__TEXT PROVIDED__.
## start
When a polyorganosiloxane layer is desired in the instant invention, a first organosilicon compound is plasma polymerized in an oxygen rich atmosphere on the inner surface of the container, which may or may not be previously subjected to surface modification, for example, by roughening, crosslinking, or surface oxidation. As used herein, the term “oxygen-rich atmosphere” means that the balance gas contains at least about 20 percent oxygen, more preferably at least about 50 percent oxygen. Thus, for the purposes of this invention, air is a suitable balance gas, but N₂ is not.
## end
(Entries for locating named things)
## start
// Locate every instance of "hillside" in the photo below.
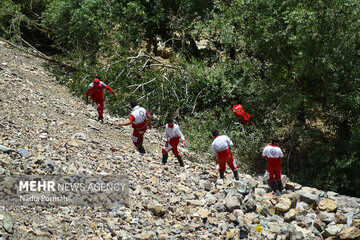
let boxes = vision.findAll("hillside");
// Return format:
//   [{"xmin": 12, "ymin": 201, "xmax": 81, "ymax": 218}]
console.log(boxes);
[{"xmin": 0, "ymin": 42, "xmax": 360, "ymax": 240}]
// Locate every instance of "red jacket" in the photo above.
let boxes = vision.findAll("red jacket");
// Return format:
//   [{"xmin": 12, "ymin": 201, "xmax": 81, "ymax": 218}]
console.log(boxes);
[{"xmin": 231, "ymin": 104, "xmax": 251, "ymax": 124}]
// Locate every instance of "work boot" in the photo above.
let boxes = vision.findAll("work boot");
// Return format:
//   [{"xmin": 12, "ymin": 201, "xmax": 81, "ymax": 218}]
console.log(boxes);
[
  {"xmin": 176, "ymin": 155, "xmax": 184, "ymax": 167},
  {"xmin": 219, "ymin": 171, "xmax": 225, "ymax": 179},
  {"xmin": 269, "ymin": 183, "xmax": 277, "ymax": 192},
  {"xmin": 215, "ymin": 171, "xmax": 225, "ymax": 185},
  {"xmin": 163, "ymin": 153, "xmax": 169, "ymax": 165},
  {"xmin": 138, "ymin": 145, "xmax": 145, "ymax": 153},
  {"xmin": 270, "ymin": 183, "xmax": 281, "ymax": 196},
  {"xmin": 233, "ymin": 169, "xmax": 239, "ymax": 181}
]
## end
## start
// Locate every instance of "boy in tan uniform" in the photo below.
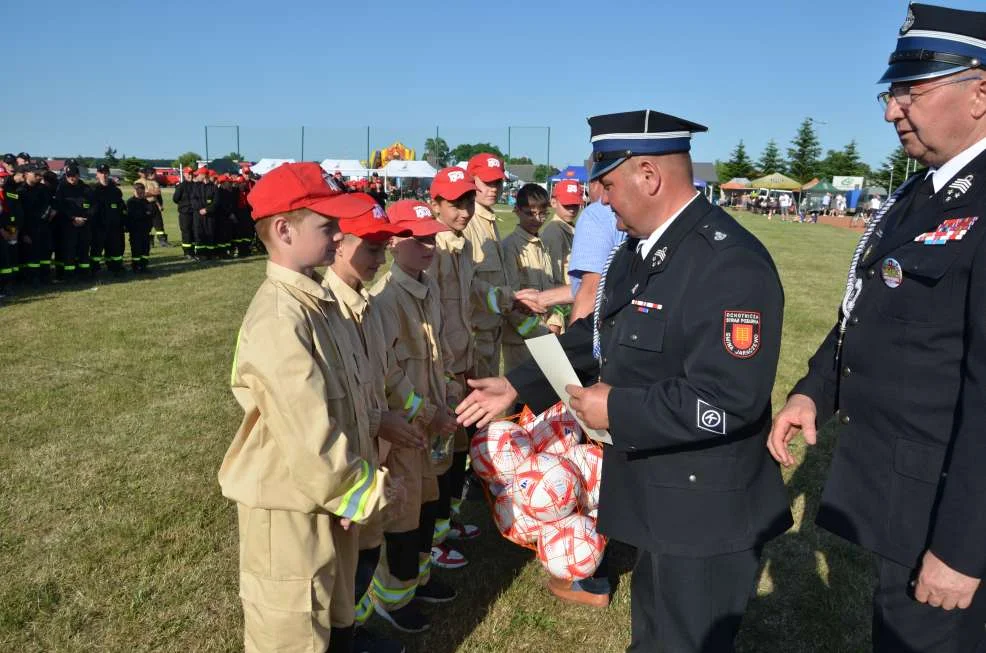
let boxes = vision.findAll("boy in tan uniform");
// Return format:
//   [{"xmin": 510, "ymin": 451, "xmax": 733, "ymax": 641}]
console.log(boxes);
## end
__OBJECTIVE A__. Collect each line of the records that contains the string "below". Case counts.
__OBJECTIVE B__. Carry on the patent text about plasma-polymerizing an organosilicon layer on a container's inner surface, beginning right after its last sentence.

__EXPECTED OUTPUT A__.
// Locate every instance of "hillside" in the photo below.
// Locate every instance of "boy in tan uniform" in the photo below.

__EXPECTED OUTPUT B__.
The quality of the polyorganosiloxane layer is virtually independent of the mole percent ratio of balance gas to the total gas mixture up to about 80 mole percent of the balance gas, at which point the quality of the layer degrades substantially. The power density of the plasma for the preparation of the polyorganosiloxane layer is preferably greater than 10 MJ/kg, more preferably greater than 20 MJ/kg, and most preferably greater than 30 MJ/kg; and preferably less than 1000 MJ/kg, more preferably less than 500 MJ/kg, and most preferably less than 300 MJ/kg.

In this step, the plasma is sustained for preferably less than 5 seconds, more preferably less than 2 seconds, and most preferably less than 1 second; and preferably greater than 0.1 second, and more preferably greater than 0.2 second to form a polyorganosiloxane coating having a thickness of preferably less than 50 nanometer, more preferably less than 20 nanometer, and most preferably less than 10 nanometer; and preferably greater than 2.5 nanometer, more preferably greater than 5 nanometer (nm).

Preferably the polyorganosiloxane coating step is carried out at a deposition rate of less than about 50 nanometer/sec, more preferably less than 20 nanometer/sec, and preferably greater than 5 nanometer/sec, and more preferably greater than 10 nanometer/sec.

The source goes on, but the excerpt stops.